**JOB A**
Please count how many lines in the rows below contain the string "skirt", with case counting, and reply with only that number.

=== PAGE TEXT ===

# HP C4280 Print Cartridge missing or not detected



## eeycee (May 19, 2008)

Hi. The cartridges are loaded, all was fine an hour ago but when I went to print I received the above error message on the console and nothing I do will get those cartridges to return to their dock and show up - they seem to come to rest on the LHS (looking at the printer) instead.
Have re-started, re-loaded, removed and re-attached usb and power. Thanks


----------



## psmeyer (Oct 19, 2011)

The same thing is happening to me. Did you ever get an answer? Thank you!


----------



## johnsrock (Jul 27, 2011)

Well I would like to recommend to contact HP Printer support they batter guide you. To get HP printer support head over to this link HP Photosmart C4280 All-in-One Printer - HP Customer Care (United States - English)


----------



## crimeson03 (Nov 28, 2011)

when my printer C4280not detect the cartridge. i reset, but now the colour cartridge can't use for doing a print. just the black cartridge can out in the papaer, thecolou cartridge ink not out. but when i take off the cartridge from carriage and try to paste the cartridge to paper, the colour cartridge can remove the ink out in the paper normally......please somebody help me.....


----------



## terrence2011 (Nov 29, 2011)

The same is here. Will be very thankful for the help ! 
As i bought it 1 year again , but can not work now .


----------

=== DATASET RECORDS ===

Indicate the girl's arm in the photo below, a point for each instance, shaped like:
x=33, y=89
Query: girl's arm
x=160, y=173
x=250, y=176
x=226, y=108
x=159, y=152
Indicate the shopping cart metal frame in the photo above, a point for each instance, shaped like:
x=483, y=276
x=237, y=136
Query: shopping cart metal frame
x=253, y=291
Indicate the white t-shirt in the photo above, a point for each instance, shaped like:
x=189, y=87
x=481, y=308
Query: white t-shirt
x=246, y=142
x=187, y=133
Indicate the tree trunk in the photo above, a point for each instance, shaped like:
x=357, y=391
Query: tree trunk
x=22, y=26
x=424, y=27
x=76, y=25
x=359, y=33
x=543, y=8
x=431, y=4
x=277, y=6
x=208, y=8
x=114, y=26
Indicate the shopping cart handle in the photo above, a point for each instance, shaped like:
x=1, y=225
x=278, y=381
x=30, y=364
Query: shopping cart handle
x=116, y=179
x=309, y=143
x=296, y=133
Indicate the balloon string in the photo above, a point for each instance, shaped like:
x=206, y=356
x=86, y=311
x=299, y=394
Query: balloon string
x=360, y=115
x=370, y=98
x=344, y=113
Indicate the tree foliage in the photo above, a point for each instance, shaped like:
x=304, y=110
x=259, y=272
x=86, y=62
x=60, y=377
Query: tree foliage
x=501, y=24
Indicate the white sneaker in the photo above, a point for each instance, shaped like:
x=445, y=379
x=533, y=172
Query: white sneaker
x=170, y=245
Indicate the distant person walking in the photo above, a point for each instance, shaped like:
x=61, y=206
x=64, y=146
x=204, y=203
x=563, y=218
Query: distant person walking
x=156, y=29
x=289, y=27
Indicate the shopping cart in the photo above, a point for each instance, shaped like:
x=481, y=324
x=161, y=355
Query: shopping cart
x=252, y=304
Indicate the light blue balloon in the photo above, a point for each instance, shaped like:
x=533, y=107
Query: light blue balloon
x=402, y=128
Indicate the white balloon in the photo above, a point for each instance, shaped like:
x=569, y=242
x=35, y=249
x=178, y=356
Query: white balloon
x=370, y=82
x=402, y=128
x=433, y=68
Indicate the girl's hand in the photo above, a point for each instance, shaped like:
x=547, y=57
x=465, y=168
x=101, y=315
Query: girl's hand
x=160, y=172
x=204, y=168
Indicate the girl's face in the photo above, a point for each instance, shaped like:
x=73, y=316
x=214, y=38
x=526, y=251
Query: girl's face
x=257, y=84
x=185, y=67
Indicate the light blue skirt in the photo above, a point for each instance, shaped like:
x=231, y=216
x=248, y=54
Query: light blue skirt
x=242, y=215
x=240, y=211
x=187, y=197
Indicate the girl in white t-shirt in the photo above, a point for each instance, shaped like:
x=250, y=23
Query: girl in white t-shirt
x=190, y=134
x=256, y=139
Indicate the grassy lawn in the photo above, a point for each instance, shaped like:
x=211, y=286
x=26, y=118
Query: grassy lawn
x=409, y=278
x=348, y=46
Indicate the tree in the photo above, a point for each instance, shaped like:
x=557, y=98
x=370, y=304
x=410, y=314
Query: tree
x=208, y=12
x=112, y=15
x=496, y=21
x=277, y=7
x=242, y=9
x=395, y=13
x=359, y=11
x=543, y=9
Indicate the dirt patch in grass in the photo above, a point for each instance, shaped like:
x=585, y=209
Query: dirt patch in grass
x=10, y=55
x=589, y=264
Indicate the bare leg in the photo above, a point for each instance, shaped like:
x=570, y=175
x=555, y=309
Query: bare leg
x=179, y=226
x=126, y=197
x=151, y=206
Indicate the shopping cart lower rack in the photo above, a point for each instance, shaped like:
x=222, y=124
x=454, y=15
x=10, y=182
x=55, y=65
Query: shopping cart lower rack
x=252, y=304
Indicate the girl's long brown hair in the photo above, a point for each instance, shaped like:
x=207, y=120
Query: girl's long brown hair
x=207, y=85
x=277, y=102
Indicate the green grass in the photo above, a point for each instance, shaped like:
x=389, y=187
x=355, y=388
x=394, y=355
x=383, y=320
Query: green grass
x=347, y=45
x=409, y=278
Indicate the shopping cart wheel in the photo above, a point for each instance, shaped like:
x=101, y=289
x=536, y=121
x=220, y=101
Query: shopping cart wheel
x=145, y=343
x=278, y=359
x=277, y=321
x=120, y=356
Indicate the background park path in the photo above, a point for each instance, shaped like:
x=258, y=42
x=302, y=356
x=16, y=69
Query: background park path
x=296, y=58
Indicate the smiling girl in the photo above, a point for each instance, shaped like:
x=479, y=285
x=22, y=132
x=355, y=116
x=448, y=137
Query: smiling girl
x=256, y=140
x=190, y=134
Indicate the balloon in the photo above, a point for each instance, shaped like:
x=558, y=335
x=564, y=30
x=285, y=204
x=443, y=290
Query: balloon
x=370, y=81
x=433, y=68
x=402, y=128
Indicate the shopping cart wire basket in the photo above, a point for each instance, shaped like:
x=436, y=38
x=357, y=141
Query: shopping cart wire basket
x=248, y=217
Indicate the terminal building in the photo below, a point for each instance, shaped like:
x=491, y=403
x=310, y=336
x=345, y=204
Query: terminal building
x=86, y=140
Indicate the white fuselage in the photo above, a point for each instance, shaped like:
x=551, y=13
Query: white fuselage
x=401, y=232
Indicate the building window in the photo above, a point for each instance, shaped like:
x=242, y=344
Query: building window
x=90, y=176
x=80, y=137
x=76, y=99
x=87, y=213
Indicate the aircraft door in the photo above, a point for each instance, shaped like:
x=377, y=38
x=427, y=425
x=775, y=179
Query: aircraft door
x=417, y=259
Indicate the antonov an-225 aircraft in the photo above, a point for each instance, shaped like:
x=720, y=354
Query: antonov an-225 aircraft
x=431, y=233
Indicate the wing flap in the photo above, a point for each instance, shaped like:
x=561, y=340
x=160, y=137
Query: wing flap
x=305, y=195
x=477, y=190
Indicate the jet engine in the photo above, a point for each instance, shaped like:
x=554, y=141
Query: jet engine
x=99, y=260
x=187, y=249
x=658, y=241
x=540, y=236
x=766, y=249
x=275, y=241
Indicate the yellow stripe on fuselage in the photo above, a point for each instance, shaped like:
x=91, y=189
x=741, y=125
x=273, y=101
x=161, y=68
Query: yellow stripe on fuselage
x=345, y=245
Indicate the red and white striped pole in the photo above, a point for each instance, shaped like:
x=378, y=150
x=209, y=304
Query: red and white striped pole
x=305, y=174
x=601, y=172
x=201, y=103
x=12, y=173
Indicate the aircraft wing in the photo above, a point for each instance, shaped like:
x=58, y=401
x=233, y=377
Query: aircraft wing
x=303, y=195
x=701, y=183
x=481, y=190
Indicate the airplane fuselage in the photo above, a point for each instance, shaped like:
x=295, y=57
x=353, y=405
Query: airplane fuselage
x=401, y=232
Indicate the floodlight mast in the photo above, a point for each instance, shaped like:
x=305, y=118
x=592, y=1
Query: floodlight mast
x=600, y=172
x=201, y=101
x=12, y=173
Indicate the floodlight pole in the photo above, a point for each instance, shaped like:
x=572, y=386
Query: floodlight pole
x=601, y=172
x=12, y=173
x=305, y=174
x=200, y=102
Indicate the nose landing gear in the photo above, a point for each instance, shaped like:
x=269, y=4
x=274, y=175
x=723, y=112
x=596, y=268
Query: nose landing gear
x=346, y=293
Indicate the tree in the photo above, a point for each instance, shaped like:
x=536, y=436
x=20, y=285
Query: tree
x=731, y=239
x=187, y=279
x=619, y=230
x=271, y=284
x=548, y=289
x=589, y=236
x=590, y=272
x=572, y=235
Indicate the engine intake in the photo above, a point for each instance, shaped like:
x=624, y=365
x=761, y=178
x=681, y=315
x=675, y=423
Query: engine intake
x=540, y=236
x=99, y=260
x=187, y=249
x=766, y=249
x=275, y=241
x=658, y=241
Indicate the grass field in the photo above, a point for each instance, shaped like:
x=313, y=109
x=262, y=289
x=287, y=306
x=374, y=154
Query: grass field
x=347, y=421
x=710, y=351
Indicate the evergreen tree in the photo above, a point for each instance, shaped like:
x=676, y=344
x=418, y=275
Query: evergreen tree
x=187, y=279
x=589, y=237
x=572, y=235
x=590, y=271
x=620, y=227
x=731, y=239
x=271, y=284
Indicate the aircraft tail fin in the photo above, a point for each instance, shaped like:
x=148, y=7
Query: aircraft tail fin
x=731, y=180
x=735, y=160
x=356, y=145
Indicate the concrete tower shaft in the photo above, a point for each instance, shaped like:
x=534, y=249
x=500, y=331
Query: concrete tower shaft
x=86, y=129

===

**JOB B**
Answer these from the printer forum thread:
(i) Which HP printer model is named in the thread's title?
(ii) On what date did eeycee post?
(iii) Whom does johnsrock recommend contacting?

**FINAL RESULT A**
2

**FINAL RESULT B**
(i) HP C4280
(ii) May 19, 2008
(iii) HP Printer support